• _EXERCISE INSTRUCTIONS_
Quote exactly, and only, the lines of the material below from the line with "van front wheel." through the line with "for the sidewalk.".

+-------+

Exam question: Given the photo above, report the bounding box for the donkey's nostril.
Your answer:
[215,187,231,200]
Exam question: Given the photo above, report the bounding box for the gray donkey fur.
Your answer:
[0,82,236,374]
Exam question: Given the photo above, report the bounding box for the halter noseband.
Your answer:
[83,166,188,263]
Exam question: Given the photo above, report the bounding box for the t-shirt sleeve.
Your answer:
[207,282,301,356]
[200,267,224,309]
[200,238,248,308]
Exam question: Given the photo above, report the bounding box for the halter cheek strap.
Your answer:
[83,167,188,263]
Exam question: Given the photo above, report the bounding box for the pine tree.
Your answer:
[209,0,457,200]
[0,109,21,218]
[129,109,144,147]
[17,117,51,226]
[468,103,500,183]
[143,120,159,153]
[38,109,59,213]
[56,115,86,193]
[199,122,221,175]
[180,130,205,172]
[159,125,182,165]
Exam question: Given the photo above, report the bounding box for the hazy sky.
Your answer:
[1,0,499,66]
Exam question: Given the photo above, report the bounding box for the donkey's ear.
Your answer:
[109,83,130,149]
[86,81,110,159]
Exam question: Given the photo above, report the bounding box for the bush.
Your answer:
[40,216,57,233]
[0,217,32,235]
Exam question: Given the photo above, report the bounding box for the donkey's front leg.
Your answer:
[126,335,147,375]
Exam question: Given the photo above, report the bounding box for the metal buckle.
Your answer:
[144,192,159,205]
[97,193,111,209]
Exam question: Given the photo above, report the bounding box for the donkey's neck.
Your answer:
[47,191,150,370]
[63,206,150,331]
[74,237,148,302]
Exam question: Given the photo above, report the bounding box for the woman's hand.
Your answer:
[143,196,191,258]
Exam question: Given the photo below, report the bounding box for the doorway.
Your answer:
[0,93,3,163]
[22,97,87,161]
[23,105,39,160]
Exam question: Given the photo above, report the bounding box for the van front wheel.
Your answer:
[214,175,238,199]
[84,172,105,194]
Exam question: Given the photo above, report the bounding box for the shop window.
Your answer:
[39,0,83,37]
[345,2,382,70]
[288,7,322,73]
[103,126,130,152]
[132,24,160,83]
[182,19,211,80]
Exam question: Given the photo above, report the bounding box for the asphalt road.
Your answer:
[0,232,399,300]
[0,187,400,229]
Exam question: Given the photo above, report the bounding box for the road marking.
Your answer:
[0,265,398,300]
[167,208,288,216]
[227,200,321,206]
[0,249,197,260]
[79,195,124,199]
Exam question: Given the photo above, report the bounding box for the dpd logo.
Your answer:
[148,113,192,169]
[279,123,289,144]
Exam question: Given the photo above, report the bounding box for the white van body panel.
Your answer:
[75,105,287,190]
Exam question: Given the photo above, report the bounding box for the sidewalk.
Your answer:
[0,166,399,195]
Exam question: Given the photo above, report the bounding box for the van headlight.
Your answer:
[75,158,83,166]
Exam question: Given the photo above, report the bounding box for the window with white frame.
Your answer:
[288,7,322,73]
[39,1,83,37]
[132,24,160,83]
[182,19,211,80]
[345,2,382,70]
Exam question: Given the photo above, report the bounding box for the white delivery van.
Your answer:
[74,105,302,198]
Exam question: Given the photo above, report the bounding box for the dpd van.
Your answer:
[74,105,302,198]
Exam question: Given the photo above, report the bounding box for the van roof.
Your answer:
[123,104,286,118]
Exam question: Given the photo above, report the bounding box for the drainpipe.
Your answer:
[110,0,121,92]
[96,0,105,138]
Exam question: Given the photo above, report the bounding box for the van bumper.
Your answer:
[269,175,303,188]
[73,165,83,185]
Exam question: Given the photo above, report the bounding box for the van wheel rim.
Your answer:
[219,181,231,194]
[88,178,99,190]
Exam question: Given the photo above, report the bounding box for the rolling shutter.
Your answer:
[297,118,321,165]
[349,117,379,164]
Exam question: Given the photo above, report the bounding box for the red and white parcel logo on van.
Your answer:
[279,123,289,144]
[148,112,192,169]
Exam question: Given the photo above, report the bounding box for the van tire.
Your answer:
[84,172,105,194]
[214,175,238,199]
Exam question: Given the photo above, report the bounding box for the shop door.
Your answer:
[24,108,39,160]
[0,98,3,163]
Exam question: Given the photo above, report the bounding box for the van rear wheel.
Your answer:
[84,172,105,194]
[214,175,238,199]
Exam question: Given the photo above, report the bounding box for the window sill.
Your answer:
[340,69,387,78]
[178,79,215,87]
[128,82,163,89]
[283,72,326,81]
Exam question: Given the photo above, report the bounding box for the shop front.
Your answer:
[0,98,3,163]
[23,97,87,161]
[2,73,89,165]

+-------+

• _ANSWER SPACE_
Exam question: Given the photo above, report the bounding box for the van front wheel.
Your answer:
[214,175,238,199]
[84,172,105,194]
Exam question: Given the photo above, report the bounding box for the shop window.
Your answer:
[39,0,83,37]
[345,2,382,70]
[288,7,322,73]
[103,126,130,152]
[132,24,160,83]
[182,19,211,80]
Exam question: Given the photo above, report the bounding box for the asphalt road.
Your answer:
[0,232,399,300]
[0,187,400,229]
Exam question: Given the photo above, report the bounding box for the road marking.
Your answer:
[0,265,398,300]
[167,208,288,216]
[227,200,321,206]
[0,249,197,260]
[79,195,124,199]
Exam question: Given the photo above, report the bounding box for the dpd logo.
Your answer:
[148,113,192,169]
[279,123,289,144]
Exam question: Given the photo above, report the bounding box for the white van body panel.
Your answer:
[75,105,287,190]
Exam question: Given the photo above, report the bounding box for the sidewalk.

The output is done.